### Problem
Reproduce the passage of the forum thread on the hard-starting 1996 truck from "I replaced the" to "help at all.", word for word.

### Selection
☆ ☆ ☆

96 K1500 hard starting when engine cold

Discussion in 'General Chevy & GM Tech Questions' started by kcstrom, Jul 29, 2009.

  1. kcstrom

    kcstrom New Member


    I have a 1996 K1500 (5.7L) that is progressively getting harder to start when it has set for a few hours. I have to crank it multiple times before it finally starts up. It seems to crank just fine, just acts like it isn't getting fuel. Then eventually it'll start to catch and then after a couple more cranks, it finally "catches"...barely. It acts like it's going to sputter out and die and then it starts running. It seems to idle normally and run just fine after that.

    I'm definitely not a mechanic, but I am cheap enough and like to figure things out enough that I don't want to take it somewhere and have someone fix it. So I'm hoping someone(s) on here might be able to help me out with some knowledge here.

    I've done a fair amount of searching online and have read the Haynes manual on the fuel section many times. It looks like it is likely (although not necessarily) one of four potential things:

    1. Fuel pump
    2. Fuel filter or fuel line
    3. Spark plugs
    4. Fuel Pressure Regulator

    I replaced the fuel filter and spark plugs since I haven't done it while I've owned the truck (about 20K miles or so - now at 118K). That didn't help at all.

    I bought a fuel pressure gauge today and hooked it up. After I cycle the key ON and OFF a few times, it has about 58. They Haynes manual says it should be 60-66. This seems pretty close though. If I start the engine (cranking it many times) and let it idle, it has about 54. This is close to what Haynes says it should be. If I let it sit for five minutes, it drops about 3-4. This is within spec according to Haynes.

    The Haynes manual says that I should install a shut off value in the return line and do some tests to help determine if the fuel pressure regulator is bad. The connection in the return line is at the back of the engine and behind a bracket which makes it extremely hard to see, and I have no clue what type and size of fitting I would need to get to hook in a shut off valve and Haynes thinks this ought to be a piece of cake. Perhaps it is for someone who isn't me. So I haven't made much progress on that yet as I need to go buy whatever I need to do this after I somehow figure out what it is I need to buy.

    Searching online though, it looks like a few people who have had a similar type problem and the FPR has been bad have talked about finding fuel in the vacuum tube. I thought this might be an easier check than trying to figure out how to stop the fuel from returning to the tank after the FPR. This is where my stupidity will really show: I'm not sure where the vacuum tube is that folks are talking about. Is this the hose that comes out of the back of the top of the engine under the plastic box with Vortex on top and into the brake booster? Do I need to disconnect it there and check to see if fuel is in it?

    Any help would be greatly appreciated.


  2. bill190

    bill190 Rockstar 100 Posts

    First of all confirm it is in fact a fuel problem.

    While someone is turning the key to start it (1st thing in the morning), spray some starting fluid into the throttle body. If it quickly responds, then it is a fuel problem.

    So far as the pressure regulator and return line, there may be a flexible hose which you can squeeze to test this (as opposed to installing a valve). Squeeze it and this will stop the flow back through the return line. Then pressure should increase.

    Also note there is a check valve as part of the fuel pump. A check valve is a "one way street" for the fuel. This prevents the fuel from draining back into the tank. That check valve could be bad.

☆ ☆ ☆

### Supplied material
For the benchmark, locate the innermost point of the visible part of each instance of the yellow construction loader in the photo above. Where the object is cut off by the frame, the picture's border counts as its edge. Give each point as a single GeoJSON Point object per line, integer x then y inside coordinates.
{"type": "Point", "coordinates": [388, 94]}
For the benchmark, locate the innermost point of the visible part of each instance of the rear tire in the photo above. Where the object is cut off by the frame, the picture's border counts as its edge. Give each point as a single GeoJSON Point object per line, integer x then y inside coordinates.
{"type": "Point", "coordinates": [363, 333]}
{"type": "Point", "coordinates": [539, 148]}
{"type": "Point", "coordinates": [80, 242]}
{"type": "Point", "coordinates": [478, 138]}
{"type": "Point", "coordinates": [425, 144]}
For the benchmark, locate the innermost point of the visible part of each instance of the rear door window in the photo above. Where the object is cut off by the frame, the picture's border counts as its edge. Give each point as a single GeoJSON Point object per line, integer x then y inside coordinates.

☆ ☆ ☆

### Output of the exercise
I replaced the fuel filter and spark plugs since I haven't done it while I've owned the truck (about 20K miles or so - now at 118K). That didn't help at all.